• Text section
***

IT'S CURTAINS FOR GLOBAL WARMING

>From The Jerusalem Post, 28 June 2002

By BRET STEPHENS

As it turns out, God really is in the details.

In 1994, David Schmidt, a young Ph.D. candidate in engineering at the University of Wisconsin, was asked by his examiners to explain why thin shower curtains "suck in" whenever the water is turned on.

The solution to the riddle, like Fermat's last theorem, proved remarkably elusive. According to one theory, "curtain suck" is the product of the Bernoulli principle, which holds that pressure drops as air, water and other fluids accelerate, leading to lift. (This same principle explains how planes fly.) Yet another theory - the bouyancy theory - holds that curtain suck is the result of a disequilibrium between the hot air inside the shower space and the cold air without, which pushes in the shower curtain. But this theory fails to account for the persistence of curtain suck when the shower is run cold.

Intrigued, Schmidt, now at the University of Massachusetts, pressed ahead with the investigation. He designed a $28,000 piece of software that allowed him to model the flow of air and water within a simulated image of his mother-in-law's bathtub. He then filled the "tub" with 50,000 tetrahedral cells, which can detect velocity and pressure. Following that, he turned on a virtual shower that flooded his virtual tub with four gallons of virtual water over a period of 30 seconds. Then he let his computer crunch the numbers.

Two weeks and 1.5 trillion calculations later, Schmidt had his answer. Aerodynamic drag causes water droplets to decelerate, transferring energy to the air and creating air currents akin to a tiny hurricane. Low pressure in the eye of that hurricane then tugs on the lower end of the shower curtain. Voila! It sucks in.

WELCOME TO the curious world of climate modeling. As Schmidt's experiment makes clear, simply to understand shifting climate patterns in the space of a bathtub is no small matter. Yet today, huge political controversies have been stirred on the basis of climate forecasts for the entire globe, stretching decades into the future. According to the Worldwatch Institute, in the 21st century "the climate battle may assume the kind of strategic importance that wars - both hot and cold - had during the 20th."

The international fracas over US President George W. Bush's rejection last year of the 1997 Kyoto Protocol on Climate Change indicates that the battle is, indeed, a real one. But the question is, is the phenomenon over which the battle is being fought also real? And is it worth the agony, or even the ink?

***

• Given information
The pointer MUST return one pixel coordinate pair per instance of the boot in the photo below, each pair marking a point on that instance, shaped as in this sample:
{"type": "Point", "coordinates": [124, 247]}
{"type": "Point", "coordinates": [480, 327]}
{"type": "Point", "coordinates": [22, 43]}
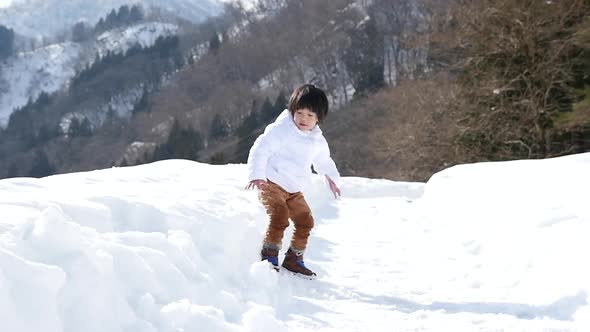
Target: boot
{"type": "Point", "coordinates": [294, 262]}
{"type": "Point", "coordinates": [271, 255]}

***

• Complete the following
1. Return the passage of the article on climate modeling from "IT'S CURTAINS FOR" up to and including "is turned on.", copied word for word.
2. In the article on climate modeling, what did the software Schmidt designed cost?
3. Extend the article on climate modeling, starting right after its final sentence.

• Answers by task
1.
IT'S CURTAINS FOR GLOBAL WARMING

>From The Jerusalem Post, 28 June 2002

By BRET STEPHENS

As it turns out, God really is in the details.

In 1994, David Schmidt, a young Ph.D. candidate in engineering at the University of Wisconsin, was asked by his examiners to explain why thin shower curtains "suck in" whenever the water is turned on.

2. $28,000

3.
You'd be forgiven for thinking that it is. According to Christine Todd Whitman, current head of the US Environmental Protection Agency, global warming is "one of the greatest environmental challenges we face, if not the greatest." US News & World Report has offered that "by midcentury, the chic Art Deco hotels that now line Miami's South Beach could stand waterlogged and abandoned. Malaria could be a public health threat in Vermont. Nebraska farmers could abandon their fields for lack of water." And then president Bill Clinton (in a televised, ABC News Earth Day interview with movie star Leonardo DiCaprio, no less) sketched out scenarios in which "the polar ice caps will melt more rapidly; sea levels will rise.... island nations could literally be buried."

Making the situation all the more deplorable, and giving it political edge, is the belief that changing climate patterns are largely the result of increased carbon dioxide (CO2) emissions from man-made sources - cars, planes, factories and so on. According to CNN's Michelle Mitchell, leading climate scientists have reached "a unanimous decision that global warming is real, is getting worse, and is due to man. There is no wiggle room."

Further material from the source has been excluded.